_AIM OF THE TASK_. Find each line in the records below that contains the word "baseboard", and copy it out.

_DATA PROVIDED_.
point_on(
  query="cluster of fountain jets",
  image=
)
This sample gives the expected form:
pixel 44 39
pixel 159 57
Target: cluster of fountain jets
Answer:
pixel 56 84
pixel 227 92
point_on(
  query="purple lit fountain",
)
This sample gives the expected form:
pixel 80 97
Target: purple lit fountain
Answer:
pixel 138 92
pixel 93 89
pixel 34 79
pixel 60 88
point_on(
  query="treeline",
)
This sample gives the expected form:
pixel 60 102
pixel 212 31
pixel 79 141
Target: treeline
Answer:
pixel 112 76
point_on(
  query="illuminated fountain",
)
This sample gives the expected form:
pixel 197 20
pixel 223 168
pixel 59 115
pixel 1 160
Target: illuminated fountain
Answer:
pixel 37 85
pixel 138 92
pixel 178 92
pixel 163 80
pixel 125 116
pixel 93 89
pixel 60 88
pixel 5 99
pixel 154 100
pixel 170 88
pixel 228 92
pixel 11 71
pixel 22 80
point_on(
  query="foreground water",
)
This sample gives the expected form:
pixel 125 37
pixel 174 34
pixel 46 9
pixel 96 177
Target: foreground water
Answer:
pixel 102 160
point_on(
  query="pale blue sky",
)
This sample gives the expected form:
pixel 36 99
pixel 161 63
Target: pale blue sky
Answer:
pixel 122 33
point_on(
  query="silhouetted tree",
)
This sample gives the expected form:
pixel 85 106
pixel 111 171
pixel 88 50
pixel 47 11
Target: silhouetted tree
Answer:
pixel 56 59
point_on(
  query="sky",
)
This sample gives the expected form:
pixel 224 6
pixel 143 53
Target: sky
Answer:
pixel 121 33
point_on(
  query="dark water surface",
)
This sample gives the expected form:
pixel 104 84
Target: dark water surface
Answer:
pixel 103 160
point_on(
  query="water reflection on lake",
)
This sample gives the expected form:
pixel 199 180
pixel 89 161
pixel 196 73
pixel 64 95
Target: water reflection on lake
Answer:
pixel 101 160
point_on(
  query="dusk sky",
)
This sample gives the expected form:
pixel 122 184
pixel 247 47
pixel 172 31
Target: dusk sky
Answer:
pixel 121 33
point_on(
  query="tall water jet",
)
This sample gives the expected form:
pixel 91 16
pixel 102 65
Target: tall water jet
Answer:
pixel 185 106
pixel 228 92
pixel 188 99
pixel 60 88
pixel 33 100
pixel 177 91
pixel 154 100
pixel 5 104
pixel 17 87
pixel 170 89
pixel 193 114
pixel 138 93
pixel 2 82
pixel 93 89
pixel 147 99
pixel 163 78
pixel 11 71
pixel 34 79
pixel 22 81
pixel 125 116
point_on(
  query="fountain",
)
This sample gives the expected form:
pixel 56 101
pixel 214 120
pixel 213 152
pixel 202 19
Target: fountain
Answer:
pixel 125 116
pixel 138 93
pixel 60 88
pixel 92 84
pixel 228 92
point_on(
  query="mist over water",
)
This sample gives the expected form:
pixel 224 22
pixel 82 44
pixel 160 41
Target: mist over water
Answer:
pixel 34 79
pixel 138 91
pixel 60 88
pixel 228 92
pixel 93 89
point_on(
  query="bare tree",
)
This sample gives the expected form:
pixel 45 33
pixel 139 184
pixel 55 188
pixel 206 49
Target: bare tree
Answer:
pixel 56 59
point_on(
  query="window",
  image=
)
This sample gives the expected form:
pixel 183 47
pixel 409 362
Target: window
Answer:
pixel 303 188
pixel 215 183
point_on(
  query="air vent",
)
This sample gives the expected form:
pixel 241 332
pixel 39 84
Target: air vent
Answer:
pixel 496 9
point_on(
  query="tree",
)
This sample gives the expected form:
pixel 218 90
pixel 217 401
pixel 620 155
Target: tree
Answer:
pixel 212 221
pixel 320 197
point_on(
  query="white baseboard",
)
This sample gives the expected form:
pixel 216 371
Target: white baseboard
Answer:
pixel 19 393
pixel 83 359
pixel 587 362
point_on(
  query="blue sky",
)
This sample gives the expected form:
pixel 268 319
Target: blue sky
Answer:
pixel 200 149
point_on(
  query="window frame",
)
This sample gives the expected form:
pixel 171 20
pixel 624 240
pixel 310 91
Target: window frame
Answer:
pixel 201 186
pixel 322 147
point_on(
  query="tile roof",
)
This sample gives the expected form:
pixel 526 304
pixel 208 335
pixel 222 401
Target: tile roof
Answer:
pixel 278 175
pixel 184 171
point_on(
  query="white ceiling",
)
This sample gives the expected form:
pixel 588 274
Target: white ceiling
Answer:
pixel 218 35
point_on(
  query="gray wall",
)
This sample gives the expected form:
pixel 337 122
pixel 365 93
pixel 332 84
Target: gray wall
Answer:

_RESULT_.
  query="white baseboard",
Target: white baseboard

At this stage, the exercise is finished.